Text excerpt:
>> Begin
# Increased Prices-Morning Star



## LongIslandtoMD (May 8, 2005)

First, there is a good chance that this belongs on the "boating board" but oh well. I found this recent announcement from Capt. Monty of the Morning Star particularly interesting..."With apologies to all, as of Monday, June 20th a ticket will be $85.00." 

Now I am a Long Island transport and I can tell you that not even the Viking Fleet of Montauk charges $85 for a day trip. (The last time I checked).

Truth be told, I haven't been out with Capt. Monty, but everyone says that he is great. But $85? wow. 

I am not necessarily complaining about the price, rather, I wish that there were more partyboats (headboats) in MD. There is nothing like competition to control price.


----------



## Guest (Jun 15, 2005)

Well I'm glad ya posted it here; I wouldn't have read it otherwise.

I remember the Viking. Ain't it the largest partyboat in Montauk Harbor? I think that's the one I almost went on. I can't remember the price, though. It might of been $45 to $65. Surprising that that party boat is cheaper than the one you're speaking of because anything in Montauk is expensive as all heck, except hotel rooms in October.


----------



## BLUEFISH (Apr 18, 2001)

At times we have great headboat fishing down here in Virginia....our water ain't close to Mountauk.... I guess those live and fish around waters of Mountauk are lucky son of @#%$$#@


----------



## LongIslandtoMD (May 8, 2005)

*Viking Fleet*

The viking fleet has two boats leaving montauk (last time i checked) www.vikingfleet.com. Its a hell of a ride from just about all locations, but some of the best fishing. Okay, enough...this wasnt supposed to be a viking fleet commercial


----------



## Anthony (Jul 3, 2002)
>> End
Given problem 1: Summarize the Morning Star price thread in two sentences.
Given problem 2: Proceed with the Morning Star price thread from the point where it stops.
The listing plays no part in any of this.

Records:
>> Begin
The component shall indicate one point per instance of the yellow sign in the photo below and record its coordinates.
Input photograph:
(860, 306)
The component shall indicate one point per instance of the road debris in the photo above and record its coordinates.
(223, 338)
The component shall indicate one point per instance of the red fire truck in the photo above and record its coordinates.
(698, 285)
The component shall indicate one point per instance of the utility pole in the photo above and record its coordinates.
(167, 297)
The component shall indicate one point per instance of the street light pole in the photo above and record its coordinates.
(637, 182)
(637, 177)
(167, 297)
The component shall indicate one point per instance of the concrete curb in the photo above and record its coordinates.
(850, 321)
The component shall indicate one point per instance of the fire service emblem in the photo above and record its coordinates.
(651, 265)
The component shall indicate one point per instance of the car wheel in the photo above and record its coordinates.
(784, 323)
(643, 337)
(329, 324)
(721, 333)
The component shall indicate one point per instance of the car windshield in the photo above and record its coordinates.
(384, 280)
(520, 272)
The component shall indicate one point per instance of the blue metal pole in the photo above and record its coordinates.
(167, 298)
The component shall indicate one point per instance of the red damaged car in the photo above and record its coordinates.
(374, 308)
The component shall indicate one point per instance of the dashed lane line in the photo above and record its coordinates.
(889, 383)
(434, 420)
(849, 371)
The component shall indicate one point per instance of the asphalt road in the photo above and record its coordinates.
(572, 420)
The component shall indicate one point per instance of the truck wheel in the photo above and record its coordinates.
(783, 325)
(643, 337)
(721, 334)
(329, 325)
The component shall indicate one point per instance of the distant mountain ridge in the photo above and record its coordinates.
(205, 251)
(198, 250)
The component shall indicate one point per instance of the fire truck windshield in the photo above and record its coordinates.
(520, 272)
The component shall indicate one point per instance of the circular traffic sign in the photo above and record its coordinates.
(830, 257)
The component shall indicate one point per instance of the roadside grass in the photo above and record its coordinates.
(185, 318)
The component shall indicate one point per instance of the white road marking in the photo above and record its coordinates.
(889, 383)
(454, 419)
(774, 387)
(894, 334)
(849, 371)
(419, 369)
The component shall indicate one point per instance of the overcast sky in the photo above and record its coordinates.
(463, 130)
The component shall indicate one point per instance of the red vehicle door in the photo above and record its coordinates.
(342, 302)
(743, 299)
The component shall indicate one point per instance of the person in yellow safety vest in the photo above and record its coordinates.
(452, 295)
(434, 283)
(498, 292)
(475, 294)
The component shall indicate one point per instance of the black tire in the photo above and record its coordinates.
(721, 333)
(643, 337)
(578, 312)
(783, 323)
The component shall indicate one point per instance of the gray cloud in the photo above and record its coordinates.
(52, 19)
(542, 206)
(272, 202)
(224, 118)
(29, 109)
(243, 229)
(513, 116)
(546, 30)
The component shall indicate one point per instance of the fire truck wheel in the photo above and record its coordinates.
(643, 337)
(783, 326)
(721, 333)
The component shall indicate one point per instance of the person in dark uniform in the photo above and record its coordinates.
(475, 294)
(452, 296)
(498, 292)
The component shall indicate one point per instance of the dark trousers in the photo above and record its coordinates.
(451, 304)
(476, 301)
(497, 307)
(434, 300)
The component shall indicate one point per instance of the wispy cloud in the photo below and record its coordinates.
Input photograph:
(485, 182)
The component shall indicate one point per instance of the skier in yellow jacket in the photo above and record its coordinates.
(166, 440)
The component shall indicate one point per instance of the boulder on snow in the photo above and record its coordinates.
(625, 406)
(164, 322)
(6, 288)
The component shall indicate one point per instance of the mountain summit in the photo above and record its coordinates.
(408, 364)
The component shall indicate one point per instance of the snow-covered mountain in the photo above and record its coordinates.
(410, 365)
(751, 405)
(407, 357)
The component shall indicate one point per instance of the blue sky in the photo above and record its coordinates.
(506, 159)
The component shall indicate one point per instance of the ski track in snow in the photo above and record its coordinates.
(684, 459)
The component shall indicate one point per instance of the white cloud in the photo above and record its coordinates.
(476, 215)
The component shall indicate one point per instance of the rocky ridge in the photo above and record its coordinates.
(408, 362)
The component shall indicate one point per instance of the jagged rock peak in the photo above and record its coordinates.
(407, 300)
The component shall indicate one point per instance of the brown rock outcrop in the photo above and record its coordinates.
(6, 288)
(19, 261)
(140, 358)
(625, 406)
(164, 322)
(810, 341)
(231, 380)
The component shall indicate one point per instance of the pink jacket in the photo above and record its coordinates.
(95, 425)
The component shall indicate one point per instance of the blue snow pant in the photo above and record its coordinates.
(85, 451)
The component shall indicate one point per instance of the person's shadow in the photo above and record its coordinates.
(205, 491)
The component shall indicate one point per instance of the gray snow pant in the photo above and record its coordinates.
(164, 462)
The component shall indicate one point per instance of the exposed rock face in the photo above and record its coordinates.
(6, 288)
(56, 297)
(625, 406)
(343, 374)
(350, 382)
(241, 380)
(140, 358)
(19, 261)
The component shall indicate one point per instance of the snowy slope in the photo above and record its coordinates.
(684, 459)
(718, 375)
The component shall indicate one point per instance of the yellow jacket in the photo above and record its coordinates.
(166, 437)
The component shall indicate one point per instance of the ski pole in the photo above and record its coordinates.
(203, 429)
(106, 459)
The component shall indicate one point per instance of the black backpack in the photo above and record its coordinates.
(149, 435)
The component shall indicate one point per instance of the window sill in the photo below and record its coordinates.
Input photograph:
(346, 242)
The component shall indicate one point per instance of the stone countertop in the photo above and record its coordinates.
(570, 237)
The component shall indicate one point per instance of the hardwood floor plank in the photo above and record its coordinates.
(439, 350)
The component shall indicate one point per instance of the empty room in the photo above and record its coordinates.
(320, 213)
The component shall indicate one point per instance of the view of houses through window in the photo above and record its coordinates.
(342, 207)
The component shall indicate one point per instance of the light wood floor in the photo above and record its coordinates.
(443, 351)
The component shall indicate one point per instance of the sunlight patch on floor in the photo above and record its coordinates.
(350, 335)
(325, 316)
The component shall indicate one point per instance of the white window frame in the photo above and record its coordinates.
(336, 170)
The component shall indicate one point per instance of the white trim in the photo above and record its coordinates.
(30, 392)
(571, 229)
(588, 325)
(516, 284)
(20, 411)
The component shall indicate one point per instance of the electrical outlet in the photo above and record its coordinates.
>> End
Task result 1: A poster reports that Capt. Monty of the Morning Star announced tickets will cost $85.00 as of Monday, June 20th, says that not even the Viking Fleet of Montauk charges $85 for a day trip, and wishes Maryland had more partyboats so competition could control prices. Replies recall the Viking as perhaps the largest partyboat in Montauk Harbor at possibly $45 to $65, say Virginia sometimes has great headboat fishing, and note that the Viking Fleet has two boats leaving Montauk with some of the best fishing.

Task result 2:
I know that 85 is expensive but he wouldn't do it unless he had to. This has been a rough year for him and the other party boats in the area. The weather hasn't been too kind around the weekends not to mention the water temps delaying the sea bass run for several weeks. On top of all that the increasing cost of gas.


----------



## Hat80 (Sep 22, 2002)

*You need to go out with this Capt.*



LongIslandtoMD said:


> Truth be told, I haven't been out with Capt. Monty, but everyone says that he is great. But $85? wow.


Monty would be worth $100.00 a day! 

This dose belong on the boating board. How bout it Flea, move this thread. .....Tightlines


----------



## Tomasas (Sep 29, 2004)

*boats*

add 15$ a person and you can charter "Karen Sue" out of IRI... Best Capt and Boat fot Bottom fishing in the area IMO

Morning Star - no thank you! Capr is grat, but it's not worth paying charter boat price...IMHO...


----------



## Genghis (Nov 2, 2004)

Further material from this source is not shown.